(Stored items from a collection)
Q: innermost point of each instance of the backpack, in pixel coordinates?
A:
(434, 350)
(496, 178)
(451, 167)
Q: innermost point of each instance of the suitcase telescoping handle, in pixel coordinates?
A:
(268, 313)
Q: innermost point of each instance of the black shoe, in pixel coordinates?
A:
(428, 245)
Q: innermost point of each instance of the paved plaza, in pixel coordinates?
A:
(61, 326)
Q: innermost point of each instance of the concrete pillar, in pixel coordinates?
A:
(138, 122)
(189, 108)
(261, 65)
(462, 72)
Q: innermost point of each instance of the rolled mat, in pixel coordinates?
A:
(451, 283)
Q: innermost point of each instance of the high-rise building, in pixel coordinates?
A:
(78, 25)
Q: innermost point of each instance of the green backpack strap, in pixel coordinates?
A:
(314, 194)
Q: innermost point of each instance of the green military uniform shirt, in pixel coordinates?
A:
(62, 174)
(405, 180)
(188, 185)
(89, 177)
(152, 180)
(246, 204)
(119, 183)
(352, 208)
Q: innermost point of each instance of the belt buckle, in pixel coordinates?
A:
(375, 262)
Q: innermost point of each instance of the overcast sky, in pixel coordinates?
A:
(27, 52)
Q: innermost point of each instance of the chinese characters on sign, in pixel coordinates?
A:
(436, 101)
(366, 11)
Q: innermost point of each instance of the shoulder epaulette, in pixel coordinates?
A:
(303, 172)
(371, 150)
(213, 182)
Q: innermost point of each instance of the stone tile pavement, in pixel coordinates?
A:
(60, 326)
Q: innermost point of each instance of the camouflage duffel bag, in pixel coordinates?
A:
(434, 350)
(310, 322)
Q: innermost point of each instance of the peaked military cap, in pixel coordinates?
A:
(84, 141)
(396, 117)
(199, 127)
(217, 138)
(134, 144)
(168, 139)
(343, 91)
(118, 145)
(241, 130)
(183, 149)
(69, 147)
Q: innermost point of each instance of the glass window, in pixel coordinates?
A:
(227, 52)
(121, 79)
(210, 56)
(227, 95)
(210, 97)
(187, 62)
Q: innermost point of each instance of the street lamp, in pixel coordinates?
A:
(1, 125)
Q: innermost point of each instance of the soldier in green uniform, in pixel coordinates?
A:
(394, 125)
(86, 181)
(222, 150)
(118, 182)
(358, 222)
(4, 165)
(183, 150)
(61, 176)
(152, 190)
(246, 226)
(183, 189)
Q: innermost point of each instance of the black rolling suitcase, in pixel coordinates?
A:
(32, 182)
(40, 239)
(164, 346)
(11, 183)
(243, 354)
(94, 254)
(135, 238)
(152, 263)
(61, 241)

Work order: Each line in the data that holds the string "black" should be found and copied.

Solved problem:
Q: innermost point of each instance of the black shoe, in pixel coordinates?
Q: innermost point of each instance of the black rolling suitcase, in pixel coordinates?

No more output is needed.